> _What is being asked_
In the entries below, find the line with "TARGET = inverted snowboarder" and the line with "the snowboarder sitting in snow"; give again those lines and every line between them, exactly.

> _Data for review_

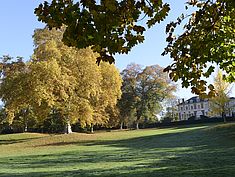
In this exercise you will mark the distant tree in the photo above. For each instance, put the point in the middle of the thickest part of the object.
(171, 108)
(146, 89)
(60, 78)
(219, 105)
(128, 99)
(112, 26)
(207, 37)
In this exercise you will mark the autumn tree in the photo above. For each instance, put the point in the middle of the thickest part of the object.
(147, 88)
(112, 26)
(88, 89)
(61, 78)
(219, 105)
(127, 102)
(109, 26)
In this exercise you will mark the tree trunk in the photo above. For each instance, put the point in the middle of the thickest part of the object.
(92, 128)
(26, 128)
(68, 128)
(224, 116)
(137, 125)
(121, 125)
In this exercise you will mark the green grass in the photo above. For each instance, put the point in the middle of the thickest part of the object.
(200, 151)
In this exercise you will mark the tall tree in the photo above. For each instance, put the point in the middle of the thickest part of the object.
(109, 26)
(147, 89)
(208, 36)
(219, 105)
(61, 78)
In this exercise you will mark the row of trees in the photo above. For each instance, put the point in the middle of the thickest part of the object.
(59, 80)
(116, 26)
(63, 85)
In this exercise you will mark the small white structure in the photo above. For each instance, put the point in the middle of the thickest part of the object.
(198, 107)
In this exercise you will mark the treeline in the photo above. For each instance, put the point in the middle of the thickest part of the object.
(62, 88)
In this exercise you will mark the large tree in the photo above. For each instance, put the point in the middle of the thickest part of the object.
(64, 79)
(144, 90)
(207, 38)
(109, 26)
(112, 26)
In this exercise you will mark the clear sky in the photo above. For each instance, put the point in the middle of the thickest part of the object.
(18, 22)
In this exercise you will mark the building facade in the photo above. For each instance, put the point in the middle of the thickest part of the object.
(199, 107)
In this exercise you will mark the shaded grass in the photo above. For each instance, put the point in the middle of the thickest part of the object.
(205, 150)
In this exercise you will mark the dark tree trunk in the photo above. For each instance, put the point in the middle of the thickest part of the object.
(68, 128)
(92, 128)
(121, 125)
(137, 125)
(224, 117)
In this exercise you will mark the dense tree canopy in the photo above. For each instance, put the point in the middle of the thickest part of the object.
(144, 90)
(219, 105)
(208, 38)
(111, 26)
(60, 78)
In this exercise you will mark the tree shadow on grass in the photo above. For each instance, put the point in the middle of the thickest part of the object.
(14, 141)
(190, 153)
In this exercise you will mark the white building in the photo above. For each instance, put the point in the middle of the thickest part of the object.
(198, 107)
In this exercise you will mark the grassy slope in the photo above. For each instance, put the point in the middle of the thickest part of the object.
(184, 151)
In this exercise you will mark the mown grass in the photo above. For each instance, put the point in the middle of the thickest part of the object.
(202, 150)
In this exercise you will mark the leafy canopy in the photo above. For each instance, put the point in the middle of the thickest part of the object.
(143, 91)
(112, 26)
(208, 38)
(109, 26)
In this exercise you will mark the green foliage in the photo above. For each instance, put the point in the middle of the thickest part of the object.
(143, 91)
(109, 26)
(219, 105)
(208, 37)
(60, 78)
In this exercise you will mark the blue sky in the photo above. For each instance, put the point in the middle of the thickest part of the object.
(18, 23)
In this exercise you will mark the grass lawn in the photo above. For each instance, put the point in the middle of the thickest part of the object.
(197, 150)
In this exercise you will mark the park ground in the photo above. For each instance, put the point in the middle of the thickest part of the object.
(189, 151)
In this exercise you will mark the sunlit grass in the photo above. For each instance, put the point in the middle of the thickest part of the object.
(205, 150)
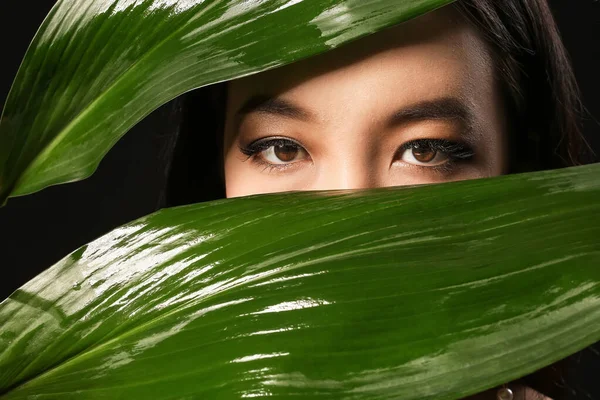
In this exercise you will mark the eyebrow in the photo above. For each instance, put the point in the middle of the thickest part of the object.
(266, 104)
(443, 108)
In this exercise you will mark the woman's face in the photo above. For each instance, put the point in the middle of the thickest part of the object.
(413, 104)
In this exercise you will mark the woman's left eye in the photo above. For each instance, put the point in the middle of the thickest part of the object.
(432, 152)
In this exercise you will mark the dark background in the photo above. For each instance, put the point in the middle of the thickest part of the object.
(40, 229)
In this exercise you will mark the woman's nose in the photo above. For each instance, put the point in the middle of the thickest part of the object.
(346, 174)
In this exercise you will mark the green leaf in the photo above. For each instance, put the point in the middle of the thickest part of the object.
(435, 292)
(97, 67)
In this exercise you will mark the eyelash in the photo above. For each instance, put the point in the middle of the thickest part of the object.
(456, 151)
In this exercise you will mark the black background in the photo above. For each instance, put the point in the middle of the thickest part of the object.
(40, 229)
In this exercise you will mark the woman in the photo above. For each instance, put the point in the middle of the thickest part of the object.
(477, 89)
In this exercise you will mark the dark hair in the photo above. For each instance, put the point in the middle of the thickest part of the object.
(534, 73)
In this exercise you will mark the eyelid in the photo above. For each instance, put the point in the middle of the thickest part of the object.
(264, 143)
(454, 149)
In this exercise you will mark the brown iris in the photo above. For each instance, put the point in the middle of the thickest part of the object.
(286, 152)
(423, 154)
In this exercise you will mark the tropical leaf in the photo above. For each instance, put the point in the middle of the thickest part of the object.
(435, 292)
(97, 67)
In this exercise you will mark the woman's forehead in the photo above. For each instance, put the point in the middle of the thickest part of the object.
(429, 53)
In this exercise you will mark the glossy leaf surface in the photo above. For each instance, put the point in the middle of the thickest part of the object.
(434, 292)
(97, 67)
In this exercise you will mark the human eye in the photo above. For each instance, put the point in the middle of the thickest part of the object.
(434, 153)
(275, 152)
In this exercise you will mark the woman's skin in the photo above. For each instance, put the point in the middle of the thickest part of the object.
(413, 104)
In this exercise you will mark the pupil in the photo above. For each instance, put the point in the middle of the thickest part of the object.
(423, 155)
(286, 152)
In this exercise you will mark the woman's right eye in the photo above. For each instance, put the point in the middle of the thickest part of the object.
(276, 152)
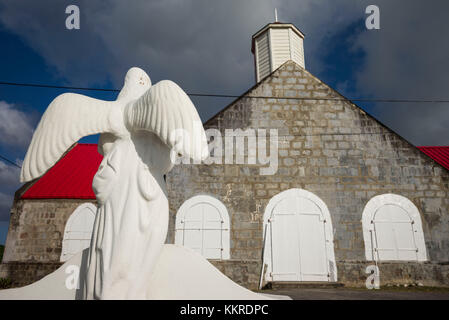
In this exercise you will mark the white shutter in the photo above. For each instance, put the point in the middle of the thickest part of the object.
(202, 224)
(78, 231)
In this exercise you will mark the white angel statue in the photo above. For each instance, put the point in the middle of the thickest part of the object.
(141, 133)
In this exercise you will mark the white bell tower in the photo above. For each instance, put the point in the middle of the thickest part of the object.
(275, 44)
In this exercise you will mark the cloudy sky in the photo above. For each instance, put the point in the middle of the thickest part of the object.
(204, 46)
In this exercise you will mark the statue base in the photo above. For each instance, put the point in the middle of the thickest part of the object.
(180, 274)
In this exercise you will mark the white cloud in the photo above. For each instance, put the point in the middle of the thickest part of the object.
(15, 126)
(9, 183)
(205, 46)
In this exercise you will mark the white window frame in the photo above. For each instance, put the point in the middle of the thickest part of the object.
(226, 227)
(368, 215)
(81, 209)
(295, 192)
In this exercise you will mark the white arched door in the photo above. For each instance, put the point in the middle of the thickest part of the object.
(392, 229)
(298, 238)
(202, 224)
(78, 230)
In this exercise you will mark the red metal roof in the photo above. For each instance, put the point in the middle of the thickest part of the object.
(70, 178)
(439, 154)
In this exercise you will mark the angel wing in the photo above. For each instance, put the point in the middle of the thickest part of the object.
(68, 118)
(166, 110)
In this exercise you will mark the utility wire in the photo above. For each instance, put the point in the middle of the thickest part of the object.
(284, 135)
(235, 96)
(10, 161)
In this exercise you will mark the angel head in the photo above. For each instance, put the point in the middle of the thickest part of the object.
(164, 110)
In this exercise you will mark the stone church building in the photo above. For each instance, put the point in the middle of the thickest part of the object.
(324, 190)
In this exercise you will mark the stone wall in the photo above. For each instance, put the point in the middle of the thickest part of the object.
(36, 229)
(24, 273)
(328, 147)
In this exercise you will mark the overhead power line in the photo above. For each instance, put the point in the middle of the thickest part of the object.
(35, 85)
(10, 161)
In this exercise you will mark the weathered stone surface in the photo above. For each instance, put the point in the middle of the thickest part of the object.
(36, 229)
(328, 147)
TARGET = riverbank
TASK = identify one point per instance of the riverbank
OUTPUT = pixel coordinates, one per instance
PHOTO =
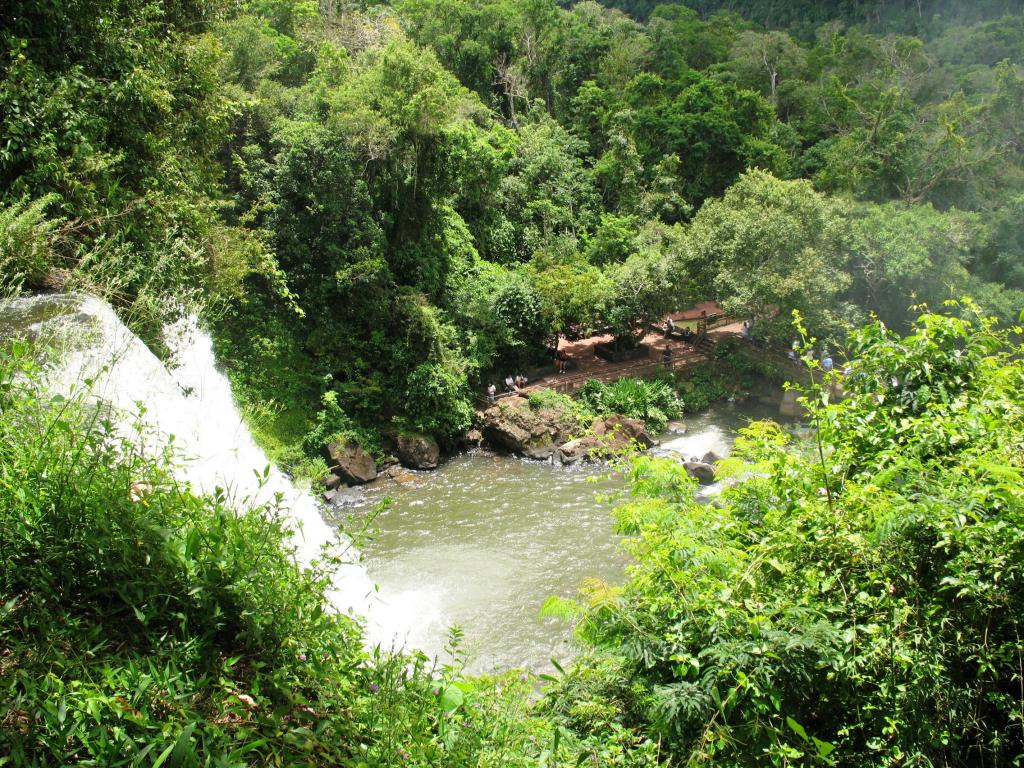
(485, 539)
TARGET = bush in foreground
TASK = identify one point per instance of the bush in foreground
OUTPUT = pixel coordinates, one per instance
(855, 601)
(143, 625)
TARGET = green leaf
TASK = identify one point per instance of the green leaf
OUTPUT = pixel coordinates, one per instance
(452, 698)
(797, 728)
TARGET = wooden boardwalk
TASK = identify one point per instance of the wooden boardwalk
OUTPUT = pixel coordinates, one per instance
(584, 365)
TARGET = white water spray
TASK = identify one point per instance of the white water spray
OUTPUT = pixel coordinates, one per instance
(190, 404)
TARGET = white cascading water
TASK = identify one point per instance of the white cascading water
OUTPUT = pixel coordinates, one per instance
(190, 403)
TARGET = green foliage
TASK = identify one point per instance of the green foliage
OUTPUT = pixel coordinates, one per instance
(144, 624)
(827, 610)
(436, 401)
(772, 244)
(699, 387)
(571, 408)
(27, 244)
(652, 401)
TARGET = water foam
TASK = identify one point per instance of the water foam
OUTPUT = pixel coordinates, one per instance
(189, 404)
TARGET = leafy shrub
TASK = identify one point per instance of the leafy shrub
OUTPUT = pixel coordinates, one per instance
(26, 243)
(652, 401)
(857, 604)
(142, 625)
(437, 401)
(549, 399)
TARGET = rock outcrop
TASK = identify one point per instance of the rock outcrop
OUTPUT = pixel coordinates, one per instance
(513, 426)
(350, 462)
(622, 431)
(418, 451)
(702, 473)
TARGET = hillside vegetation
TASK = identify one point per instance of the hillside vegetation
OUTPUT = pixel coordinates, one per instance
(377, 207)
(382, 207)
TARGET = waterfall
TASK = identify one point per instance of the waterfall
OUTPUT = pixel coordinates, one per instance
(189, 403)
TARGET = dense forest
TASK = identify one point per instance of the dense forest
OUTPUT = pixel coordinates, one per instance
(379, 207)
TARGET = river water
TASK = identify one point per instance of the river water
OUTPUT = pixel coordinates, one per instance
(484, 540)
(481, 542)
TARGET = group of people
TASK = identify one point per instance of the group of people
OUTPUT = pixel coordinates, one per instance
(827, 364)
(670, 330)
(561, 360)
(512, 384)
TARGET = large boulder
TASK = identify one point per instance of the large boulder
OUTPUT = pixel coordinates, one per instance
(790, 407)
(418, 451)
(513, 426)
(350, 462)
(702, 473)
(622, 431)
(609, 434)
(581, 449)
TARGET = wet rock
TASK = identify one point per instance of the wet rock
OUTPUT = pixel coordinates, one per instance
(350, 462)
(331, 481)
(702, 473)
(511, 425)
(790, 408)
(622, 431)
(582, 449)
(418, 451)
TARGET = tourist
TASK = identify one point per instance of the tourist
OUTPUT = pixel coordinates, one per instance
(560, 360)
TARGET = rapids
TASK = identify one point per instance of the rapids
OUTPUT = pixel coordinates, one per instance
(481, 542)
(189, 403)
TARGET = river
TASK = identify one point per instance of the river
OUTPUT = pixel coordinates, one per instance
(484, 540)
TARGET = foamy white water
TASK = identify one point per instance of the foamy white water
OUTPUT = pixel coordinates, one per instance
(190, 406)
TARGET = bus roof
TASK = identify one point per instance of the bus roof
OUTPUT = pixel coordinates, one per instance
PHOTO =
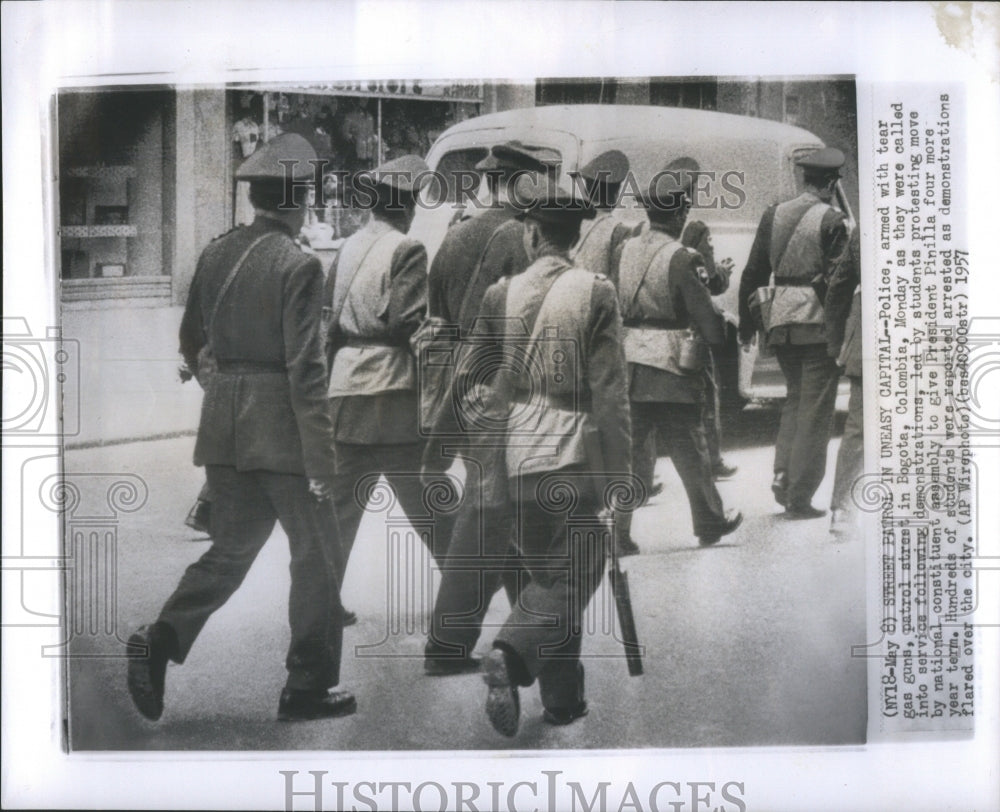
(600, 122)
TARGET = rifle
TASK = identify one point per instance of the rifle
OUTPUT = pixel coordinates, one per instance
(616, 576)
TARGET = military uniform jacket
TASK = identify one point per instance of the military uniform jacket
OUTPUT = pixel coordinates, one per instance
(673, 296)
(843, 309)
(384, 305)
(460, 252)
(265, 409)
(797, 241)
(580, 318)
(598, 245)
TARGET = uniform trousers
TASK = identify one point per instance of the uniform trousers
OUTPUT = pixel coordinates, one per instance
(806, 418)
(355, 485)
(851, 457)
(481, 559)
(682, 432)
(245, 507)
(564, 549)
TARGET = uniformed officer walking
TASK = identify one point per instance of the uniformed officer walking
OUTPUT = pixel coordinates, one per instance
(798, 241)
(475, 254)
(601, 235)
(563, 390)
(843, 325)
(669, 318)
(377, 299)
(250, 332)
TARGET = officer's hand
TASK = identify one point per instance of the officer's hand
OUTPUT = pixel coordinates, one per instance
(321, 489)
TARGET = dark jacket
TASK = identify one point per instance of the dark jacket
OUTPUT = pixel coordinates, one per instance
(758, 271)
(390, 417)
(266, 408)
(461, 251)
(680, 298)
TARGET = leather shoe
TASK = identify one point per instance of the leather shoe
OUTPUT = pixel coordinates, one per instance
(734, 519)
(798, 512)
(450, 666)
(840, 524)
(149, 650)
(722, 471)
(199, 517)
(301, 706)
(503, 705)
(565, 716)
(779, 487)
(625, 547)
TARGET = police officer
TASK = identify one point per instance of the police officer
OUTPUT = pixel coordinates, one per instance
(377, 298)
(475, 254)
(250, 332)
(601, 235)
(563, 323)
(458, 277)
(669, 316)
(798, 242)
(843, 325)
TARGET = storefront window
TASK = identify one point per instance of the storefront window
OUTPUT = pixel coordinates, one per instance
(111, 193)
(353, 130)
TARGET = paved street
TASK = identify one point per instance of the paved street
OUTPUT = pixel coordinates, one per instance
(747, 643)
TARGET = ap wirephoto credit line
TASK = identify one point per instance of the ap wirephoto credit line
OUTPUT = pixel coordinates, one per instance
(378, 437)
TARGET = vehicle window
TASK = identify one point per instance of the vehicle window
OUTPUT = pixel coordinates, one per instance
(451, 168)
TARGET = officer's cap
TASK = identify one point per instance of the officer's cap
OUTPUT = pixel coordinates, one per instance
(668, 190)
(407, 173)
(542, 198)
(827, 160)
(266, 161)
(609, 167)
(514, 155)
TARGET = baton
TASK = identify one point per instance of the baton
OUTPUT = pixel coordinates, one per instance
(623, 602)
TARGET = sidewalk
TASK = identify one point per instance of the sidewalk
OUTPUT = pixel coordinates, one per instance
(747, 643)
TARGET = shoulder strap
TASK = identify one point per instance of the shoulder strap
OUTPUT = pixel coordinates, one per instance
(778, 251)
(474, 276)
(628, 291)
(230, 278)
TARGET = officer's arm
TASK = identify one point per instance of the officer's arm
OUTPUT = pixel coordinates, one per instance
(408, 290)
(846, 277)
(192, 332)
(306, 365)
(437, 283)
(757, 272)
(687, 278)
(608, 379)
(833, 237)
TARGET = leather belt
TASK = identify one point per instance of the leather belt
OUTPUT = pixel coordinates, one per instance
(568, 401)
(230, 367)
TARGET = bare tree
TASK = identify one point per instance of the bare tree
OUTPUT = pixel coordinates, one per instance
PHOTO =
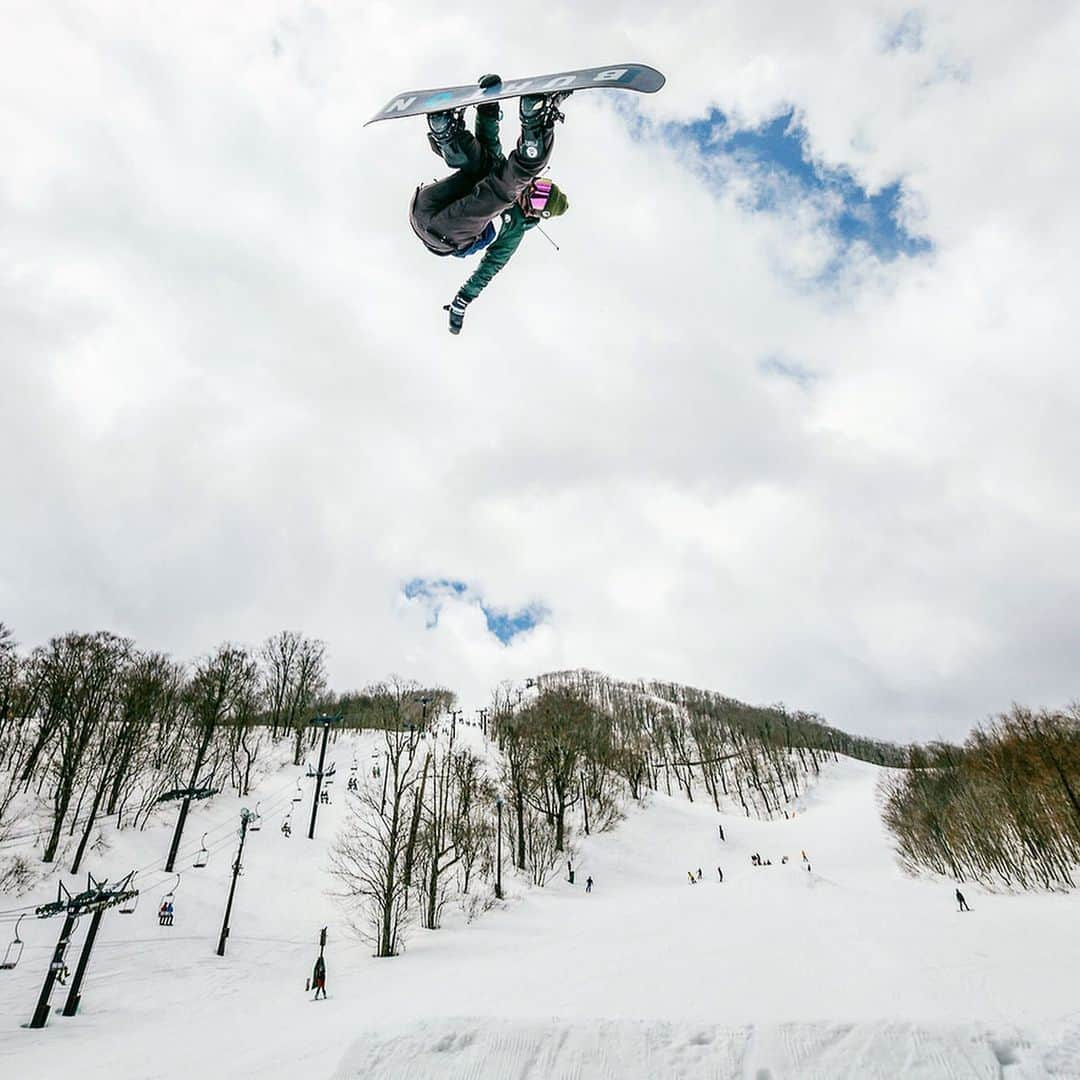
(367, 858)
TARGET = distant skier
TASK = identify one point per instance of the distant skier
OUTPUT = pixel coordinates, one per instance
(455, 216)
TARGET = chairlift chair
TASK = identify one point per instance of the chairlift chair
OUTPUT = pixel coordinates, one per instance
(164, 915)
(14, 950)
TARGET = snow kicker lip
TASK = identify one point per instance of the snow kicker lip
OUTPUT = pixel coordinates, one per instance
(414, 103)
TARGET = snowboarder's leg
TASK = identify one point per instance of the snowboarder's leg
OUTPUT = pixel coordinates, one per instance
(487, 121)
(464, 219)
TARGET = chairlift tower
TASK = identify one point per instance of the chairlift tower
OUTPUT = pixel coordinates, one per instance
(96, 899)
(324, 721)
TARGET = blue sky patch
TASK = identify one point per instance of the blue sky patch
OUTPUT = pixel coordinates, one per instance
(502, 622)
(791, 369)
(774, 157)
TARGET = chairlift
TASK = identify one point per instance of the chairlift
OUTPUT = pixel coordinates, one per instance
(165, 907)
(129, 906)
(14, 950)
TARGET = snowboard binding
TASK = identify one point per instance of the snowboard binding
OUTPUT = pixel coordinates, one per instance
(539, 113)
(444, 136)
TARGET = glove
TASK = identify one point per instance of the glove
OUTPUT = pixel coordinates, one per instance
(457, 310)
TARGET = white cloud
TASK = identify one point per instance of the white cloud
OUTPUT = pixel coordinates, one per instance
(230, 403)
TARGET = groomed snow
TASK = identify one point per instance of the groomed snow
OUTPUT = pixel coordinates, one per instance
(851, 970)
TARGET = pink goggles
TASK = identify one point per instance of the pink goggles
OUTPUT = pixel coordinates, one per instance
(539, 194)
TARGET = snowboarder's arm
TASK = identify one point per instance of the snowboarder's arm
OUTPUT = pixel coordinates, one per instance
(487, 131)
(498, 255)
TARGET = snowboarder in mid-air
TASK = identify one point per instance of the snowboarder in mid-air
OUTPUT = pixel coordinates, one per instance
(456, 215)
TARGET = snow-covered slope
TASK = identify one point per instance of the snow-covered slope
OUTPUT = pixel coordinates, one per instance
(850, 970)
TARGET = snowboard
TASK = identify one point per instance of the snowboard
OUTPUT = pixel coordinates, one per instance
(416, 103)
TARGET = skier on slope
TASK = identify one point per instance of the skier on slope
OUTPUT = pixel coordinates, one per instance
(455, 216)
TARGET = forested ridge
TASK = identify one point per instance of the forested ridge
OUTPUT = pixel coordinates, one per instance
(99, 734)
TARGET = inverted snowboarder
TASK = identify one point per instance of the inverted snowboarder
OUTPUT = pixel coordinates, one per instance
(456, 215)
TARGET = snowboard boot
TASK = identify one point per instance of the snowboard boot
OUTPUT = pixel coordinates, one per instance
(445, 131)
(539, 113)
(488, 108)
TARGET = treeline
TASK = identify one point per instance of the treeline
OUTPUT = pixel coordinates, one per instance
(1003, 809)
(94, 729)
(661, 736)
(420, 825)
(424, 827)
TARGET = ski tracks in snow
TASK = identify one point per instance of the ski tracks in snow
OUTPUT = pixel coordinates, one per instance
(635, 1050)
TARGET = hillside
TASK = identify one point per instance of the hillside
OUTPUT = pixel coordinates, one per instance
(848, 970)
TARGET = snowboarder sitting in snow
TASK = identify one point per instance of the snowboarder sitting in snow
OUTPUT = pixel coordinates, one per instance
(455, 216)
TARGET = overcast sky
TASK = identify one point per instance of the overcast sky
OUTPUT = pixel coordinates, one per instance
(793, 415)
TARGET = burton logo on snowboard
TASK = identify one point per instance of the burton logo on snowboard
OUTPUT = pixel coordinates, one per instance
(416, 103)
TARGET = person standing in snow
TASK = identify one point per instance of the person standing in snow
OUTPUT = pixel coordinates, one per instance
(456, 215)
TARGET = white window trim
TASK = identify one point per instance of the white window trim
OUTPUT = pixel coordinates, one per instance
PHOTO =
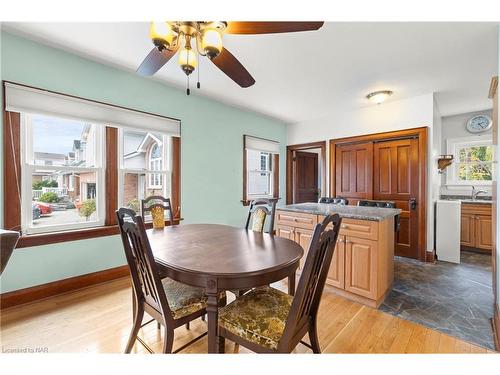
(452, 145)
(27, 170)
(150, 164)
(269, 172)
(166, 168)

> _Reply_
TARGET = inverted snowboarder
TASK = identify one point per instance of the inverted snowboarder
OUTPUT = pixel coordinates, one per instance
(456, 215)
TARGET = snowboard boot
TASK = identify one point per instance of the snowboard boot
OUTPUT = pixel coordinates, one per instance
(445, 131)
(539, 113)
(488, 108)
TARGET = treeline
TASK = identify one point per instance of the treeline
OUTPUT = pixel coordinates, one per instance
(1003, 809)
(94, 729)
(661, 736)
(420, 825)
(424, 827)
TARGET = ski tracks in snow
TASK = identify one point per instance of the ski tracks in snow
OUTPUT = pixel coordinates, one per instance
(635, 1050)
TARGET = hillside
TASK = identify one point per instance of the hillside
OUTPUT = pixel coordinates, one per instance
(848, 970)
TARGET = snowboarder sitting in snow
TASK = identify one point per instance of the snowboarder sitting in snow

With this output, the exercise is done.